Required action →
Exactly reproduce the lines from the line containing "background. Examine the image and box all occurrences." to the end of the data below, inclusive, and nothing else.

Material to process: Begin

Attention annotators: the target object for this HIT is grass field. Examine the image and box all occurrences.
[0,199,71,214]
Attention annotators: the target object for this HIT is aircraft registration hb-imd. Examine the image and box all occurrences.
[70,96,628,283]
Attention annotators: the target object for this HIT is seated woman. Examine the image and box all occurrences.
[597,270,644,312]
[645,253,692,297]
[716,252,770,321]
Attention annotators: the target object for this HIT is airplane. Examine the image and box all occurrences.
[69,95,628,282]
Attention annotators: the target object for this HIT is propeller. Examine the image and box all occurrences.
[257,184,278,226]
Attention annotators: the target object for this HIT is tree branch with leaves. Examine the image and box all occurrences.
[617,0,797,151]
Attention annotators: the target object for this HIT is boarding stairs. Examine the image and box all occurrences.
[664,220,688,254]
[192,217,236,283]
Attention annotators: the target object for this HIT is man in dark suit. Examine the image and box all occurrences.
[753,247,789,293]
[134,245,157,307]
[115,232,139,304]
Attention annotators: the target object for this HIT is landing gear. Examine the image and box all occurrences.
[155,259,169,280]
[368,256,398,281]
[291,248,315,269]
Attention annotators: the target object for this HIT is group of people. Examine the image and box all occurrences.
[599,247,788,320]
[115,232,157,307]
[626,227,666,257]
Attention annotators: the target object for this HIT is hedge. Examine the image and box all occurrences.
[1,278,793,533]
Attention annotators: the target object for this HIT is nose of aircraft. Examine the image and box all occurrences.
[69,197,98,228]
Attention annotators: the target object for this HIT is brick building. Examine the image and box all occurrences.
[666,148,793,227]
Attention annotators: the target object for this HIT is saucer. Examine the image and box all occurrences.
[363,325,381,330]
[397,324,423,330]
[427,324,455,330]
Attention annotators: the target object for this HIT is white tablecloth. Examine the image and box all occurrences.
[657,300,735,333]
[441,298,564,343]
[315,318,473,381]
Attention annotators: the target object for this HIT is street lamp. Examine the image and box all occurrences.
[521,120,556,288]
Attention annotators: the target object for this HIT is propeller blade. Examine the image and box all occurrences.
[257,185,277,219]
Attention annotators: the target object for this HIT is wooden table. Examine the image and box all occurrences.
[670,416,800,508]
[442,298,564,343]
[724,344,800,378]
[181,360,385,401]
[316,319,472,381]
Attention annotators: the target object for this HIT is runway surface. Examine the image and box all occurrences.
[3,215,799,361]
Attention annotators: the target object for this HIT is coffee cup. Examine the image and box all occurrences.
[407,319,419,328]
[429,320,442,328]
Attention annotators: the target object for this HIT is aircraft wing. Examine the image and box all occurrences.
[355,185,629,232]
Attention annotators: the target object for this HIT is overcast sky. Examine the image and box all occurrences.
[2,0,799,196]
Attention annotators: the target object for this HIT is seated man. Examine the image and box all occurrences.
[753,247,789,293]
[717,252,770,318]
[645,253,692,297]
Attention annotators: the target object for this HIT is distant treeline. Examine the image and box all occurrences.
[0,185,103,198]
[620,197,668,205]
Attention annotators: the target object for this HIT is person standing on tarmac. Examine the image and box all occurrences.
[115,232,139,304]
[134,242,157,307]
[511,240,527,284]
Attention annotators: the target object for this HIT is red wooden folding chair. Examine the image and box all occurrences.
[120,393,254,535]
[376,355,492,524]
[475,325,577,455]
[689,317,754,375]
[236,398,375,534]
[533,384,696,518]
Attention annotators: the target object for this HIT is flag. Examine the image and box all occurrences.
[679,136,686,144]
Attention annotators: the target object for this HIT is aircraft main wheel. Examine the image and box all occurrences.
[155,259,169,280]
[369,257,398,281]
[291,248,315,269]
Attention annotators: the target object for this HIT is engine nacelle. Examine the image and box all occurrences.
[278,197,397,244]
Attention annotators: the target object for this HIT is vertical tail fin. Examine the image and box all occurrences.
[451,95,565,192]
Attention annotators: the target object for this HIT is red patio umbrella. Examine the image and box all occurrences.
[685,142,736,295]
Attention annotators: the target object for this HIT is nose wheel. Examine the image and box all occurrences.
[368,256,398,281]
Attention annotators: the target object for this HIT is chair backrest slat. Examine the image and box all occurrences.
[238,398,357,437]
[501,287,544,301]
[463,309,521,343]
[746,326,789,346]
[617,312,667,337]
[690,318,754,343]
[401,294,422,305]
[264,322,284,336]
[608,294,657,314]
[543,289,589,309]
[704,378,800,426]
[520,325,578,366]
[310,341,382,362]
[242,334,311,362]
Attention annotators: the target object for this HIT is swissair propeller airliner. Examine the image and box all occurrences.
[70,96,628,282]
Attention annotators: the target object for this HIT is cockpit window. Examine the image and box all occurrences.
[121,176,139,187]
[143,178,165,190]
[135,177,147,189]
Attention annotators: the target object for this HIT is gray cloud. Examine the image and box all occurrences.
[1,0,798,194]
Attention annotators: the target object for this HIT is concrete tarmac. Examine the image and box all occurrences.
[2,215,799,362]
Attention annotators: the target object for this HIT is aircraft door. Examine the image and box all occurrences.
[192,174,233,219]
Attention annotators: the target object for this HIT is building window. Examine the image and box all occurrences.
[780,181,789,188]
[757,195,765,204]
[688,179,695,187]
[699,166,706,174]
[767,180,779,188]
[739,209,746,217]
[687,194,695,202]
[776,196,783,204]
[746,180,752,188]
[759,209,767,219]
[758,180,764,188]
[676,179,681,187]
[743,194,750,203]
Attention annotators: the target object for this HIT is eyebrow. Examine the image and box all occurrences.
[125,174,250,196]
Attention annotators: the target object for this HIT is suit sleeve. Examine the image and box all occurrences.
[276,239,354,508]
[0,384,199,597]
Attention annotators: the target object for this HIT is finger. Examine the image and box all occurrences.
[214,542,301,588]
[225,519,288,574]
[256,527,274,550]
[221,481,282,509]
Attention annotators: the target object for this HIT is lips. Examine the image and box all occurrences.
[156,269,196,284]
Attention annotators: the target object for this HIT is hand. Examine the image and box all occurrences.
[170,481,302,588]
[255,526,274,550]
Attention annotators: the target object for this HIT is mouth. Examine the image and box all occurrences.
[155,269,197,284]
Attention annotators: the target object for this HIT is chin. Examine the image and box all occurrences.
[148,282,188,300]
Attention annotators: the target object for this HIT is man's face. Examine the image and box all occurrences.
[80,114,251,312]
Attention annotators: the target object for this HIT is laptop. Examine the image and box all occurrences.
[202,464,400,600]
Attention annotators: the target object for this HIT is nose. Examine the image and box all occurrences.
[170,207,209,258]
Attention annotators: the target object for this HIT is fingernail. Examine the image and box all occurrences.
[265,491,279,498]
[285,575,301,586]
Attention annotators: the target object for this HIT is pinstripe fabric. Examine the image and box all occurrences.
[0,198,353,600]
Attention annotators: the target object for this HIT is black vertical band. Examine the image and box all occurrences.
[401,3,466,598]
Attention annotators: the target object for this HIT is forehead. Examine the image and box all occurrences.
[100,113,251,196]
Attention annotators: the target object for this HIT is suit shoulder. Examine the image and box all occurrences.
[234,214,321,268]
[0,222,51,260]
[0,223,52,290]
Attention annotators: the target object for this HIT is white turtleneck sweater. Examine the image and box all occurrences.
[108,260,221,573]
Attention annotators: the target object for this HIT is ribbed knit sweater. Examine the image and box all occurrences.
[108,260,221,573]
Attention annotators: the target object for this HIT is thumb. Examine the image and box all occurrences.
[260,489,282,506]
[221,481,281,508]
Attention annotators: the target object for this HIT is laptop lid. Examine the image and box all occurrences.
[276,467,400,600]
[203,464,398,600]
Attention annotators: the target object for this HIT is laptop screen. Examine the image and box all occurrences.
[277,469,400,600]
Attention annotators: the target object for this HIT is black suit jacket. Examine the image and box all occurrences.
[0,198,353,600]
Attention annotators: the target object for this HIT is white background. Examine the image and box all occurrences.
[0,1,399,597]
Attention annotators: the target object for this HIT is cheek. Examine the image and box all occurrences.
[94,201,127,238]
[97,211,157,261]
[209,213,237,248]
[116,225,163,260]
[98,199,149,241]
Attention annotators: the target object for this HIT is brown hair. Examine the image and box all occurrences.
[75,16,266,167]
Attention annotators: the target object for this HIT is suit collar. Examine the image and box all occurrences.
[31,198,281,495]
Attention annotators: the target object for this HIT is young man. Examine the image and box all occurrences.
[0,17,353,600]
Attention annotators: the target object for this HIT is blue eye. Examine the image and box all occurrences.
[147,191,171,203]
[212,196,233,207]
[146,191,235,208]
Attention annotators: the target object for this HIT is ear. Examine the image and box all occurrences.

Material to process: End

Response to this exercise →
Attention annotators: the target object for this HIT is white background. Examine the image and box all occurrences.
[0,1,399,597]
Attention annotators: the target object for this HIT is cheek. Examine the image and box all occurrences.
[94,201,127,238]
[97,211,157,261]
[209,213,237,248]
[116,225,163,260]
[98,199,149,241]
Attention annotators: the target object for this HIT is brown hair. Examine the image and box all occurrences.
[75,16,266,167]
Attention annotators: the target object for this HIT is suit collar. Examine the image and box all occurrences.
[31,198,281,495]
Attention annotators: the target object for this HIT is young man. Examine the image and box all occurrences.
[0,17,353,600]
Attention annotators: the target object for this HIT is blue eye. Examine the image and box all occurrences.
[147,191,171,203]
[212,196,233,207]
[146,191,235,208]
Attention annotators: the target object for this HIT is ear. Examine the image and box all occurrences.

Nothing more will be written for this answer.